WORK INSTRUCTIONS ::
Write out the rows again from the line containing "seg: pavement surface" through the line containing "69], [37, 72]]", requests included, adding 73 to every point coordinate in the answer outlines but not to the numbers in the requests or their sample outlines. Leave the pictures out.
## Start GIVEN DATA
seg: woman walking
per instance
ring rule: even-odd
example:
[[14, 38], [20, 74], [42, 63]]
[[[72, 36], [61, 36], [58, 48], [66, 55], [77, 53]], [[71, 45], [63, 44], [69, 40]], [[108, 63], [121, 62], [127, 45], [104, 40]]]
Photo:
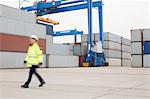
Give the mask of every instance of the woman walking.
[[43, 52], [38, 45], [38, 40], [39, 39], [37, 36], [30, 36], [30, 46], [27, 50], [27, 55], [24, 60], [24, 63], [30, 68], [29, 77], [25, 84], [21, 86], [22, 88], [29, 88], [33, 74], [35, 74], [40, 81], [39, 87], [42, 87], [45, 84], [43, 78], [36, 71], [36, 68], [38, 68], [39, 65], [42, 65], [43, 62]]

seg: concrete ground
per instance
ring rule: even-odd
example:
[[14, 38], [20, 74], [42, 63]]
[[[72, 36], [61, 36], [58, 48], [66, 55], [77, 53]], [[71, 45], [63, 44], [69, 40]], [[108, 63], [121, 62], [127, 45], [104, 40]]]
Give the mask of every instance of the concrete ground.
[[33, 77], [20, 88], [28, 69], [0, 70], [0, 99], [150, 99], [150, 69], [129, 67], [39, 69], [46, 85]]

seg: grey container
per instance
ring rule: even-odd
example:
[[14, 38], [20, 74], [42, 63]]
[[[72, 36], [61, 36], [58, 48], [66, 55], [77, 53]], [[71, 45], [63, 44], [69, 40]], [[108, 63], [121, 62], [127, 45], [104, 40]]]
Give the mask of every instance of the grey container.
[[114, 49], [114, 50], [121, 50], [121, 44], [115, 43], [112, 41], [104, 41], [104, 48], [106, 49]]
[[131, 44], [131, 54], [142, 54], [142, 48], [141, 42], [133, 42]]
[[121, 59], [121, 51], [104, 49], [106, 58], [120, 58]]
[[127, 39], [127, 38], [121, 38], [121, 43], [122, 45], [127, 45], [127, 46], [131, 46], [131, 40]]
[[129, 60], [131, 60], [131, 53], [122, 52], [122, 59], [129, 59]]
[[131, 53], [131, 46], [122, 45], [122, 51]]
[[0, 17], [6, 17], [18, 21], [36, 23], [36, 15], [21, 9], [16, 9], [0, 4]]
[[106, 58], [106, 62], [109, 66], [121, 66], [121, 59], [117, 58]]
[[143, 55], [143, 67], [150, 68], [150, 54]]
[[78, 56], [49, 55], [48, 67], [78, 67]]
[[142, 30], [141, 29], [136, 29], [136, 30], [131, 30], [131, 41], [142, 41]]
[[4, 17], [0, 17], [0, 32], [21, 36], [30, 36], [34, 34], [39, 38], [46, 38], [45, 26], [28, 22], [21, 22]]
[[[0, 52], [0, 68], [26, 68], [23, 63], [26, 53]], [[46, 67], [46, 56], [44, 55], [43, 65]]]
[[70, 55], [70, 46], [62, 44], [48, 44], [46, 45], [46, 54], [51, 55]]
[[113, 41], [121, 44], [121, 36], [109, 32], [104, 33], [104, 41]]
[[142, 67], [142, 55], [132, 55], [131, 66]]
[[150, 29], [143, 29], [143, 41], [150, 41]]
[[131, 59], [122, 59], [121, 60], [122, 66], [131, 66]]

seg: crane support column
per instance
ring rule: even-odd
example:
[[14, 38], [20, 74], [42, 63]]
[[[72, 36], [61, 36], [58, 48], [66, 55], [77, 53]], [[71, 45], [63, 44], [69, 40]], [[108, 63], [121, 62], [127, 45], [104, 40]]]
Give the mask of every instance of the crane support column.
[[92, 45], [92, 0], [87, 0], [87, 2], [88, 2], [88, 33], [89, 33], [89, 44], [90, 44], [90, 52], [91, 52], [93, 46]]

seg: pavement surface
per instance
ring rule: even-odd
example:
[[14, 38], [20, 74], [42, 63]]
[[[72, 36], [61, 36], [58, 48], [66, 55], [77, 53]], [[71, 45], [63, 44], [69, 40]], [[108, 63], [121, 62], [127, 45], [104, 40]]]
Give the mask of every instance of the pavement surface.
[[150, 99], [150, 68], [97, 67], [38, 69], [24, 89], [28, 69], [0, 70], [0, 99]]

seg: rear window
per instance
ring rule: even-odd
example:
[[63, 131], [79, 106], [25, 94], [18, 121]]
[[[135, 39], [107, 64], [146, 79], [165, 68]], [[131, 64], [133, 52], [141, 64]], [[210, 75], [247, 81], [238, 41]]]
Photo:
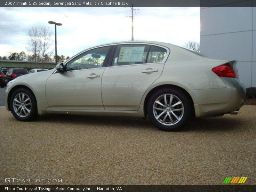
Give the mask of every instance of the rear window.
[[14, 74], [27, 74], [28, 72], [27, 69], [15, 69], [14, 70], [13, 73]]
[[44, 71], [48, 71], [48, 70], [46, 70], [46, 69], [37, 69], [37, 72]]

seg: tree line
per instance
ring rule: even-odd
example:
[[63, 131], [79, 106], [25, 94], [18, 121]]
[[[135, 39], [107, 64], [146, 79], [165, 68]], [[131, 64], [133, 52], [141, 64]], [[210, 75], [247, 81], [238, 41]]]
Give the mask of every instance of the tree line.
[[[48, 54], [45, 54], [44, 55], [44, 57], [43, 62], [42, 62], [42, 60], [40, 60], [41, 62], [36, 62], [37, 63], [44, 64], [47, 62], [55, 62], [55, 55], [53, 57], [51, 57]], [[63, 62], [65, 60], [69, 59], [69, 56], [68, 55], [67, 56], [67, 57], [66, 57], [63, 55], [61, 55], [60, 56], [57, 55], [57, 62]], [[6, 56], [2, 57], [1, 56], [0, 56], [0, 60], [10, 60], [35, 62], [35, 58], [34, 55], [29, 55], [29, 54], [26, 53], [24, 51], [22, 51], [19, 53], [16, 52], [10, 53], [10, 56], [9, 57], [6, 57]]]
[[[0, 56], [0, 60], [28, 61], [35, 63], [43, 64], [47, 62], [55, 61], [55, 55], [52, 56], [54, 49], [52, 49], [53, 42], [52, 31], [49, 27], [40, 26], [33, 27], [28, 33], [28, 36], [26, 49], [28, 53], [24, 51], [18, 53], [9, 53], [7, 57]], [[57, 62], [63, 62], [69, 59], [63, 55], [57, 55]]]

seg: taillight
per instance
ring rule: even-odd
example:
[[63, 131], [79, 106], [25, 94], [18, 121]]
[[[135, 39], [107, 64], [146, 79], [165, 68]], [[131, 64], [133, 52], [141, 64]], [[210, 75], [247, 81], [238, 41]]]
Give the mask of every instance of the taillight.
[[230, 63], [228, 63], [218, 66], [212, 69], [219, 77], [238, 78], [238, 75]]

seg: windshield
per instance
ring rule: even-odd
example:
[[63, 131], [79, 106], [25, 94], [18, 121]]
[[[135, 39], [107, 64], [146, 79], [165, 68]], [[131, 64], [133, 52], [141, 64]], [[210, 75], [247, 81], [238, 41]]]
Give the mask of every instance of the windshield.
[[48, 71], [47, 69], [37, 69], [37, 72], [44, 71]]
[[27, 74], [28, 73], [27, 69], [15, 69], [13, 71], [14, 74]]

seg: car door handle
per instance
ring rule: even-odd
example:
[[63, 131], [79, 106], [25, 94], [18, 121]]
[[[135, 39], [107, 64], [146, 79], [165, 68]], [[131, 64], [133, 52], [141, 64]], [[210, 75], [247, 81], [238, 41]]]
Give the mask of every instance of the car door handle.
[[99, 77], [100, 76], [99, 75], [90, 75], [86, 77], [87, 78], [95, 78], [95, 77]]
[[146, 69], [144, 71], [142, 71], [142, 73], [153, 73], [153, 72], [157, 72], [158, 69]]

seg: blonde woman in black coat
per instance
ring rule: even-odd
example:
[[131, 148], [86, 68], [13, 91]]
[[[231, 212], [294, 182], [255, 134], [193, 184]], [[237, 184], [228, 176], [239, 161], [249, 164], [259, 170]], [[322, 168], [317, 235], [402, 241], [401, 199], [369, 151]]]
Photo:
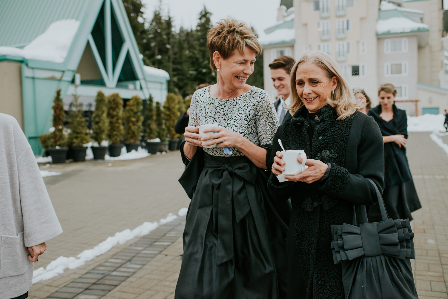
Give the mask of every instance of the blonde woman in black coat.
[[[268, 188], [275, 199], [290, 197], [293, 210], [287, 238], [288, 298], [344, 298], [340, 264], [330, 248], [332, 225], [351, 223], [353, 204], [376, 203], [373, 180], [384, 186], [384, 151], [378, 125], [357, 111], [360, 104], [337, 63], [314, 51], [303, 55], [291, 74], [293, 116], [274, 138], [274, 164]], [[301, 149], [308, 168], [286, 176], [285, 149]], [[299, 162], [302, 159], [298, 158]]]

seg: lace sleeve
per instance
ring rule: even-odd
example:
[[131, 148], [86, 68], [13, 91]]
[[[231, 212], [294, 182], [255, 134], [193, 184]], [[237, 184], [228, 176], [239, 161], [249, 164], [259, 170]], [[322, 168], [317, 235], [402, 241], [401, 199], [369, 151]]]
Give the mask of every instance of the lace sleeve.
## End GIVEN DATA
SOLVED EXERCISE ::
seg: pavement surface
per instance
ring rule: even-odd
example:
[[14, 38], [20, 74], [42, 63]]
[[[72, 36], [61, 36], [58, 48], [66, 55], [77, 53]], [[71, 45], [63, 44], [69, 40]], [[108, 63], [121, 62], [127, 45], [104, 40]]]
Give the mask of every instance of the pavement surface.
[[223, 172], [223, 141], [170, 140], [111, 142], [97, 162], [101, 142], [73, 143], [73, 172]]

seg: rear window
per instance
ring rule: even-odd
example:
[[63, 131], [79, 106], [25, 94], [18, 121]]
[[[135, 39], [107, 64], [146, 79], [165, 68]], [[131, 64], [133, 52], [141, 64]], [[210, 75], [247, 81], [238, 41]]]
Photo:
Give the mask of every instance of the rear window.
[[87, 147], [100, 147], [101, 145], [100, 142], [88, 142], [87, 143], [86, 146]]
[[117, 144], [121, 144], [121, 143], [119, 143], [119, 142], [110, 142], [110, 145]]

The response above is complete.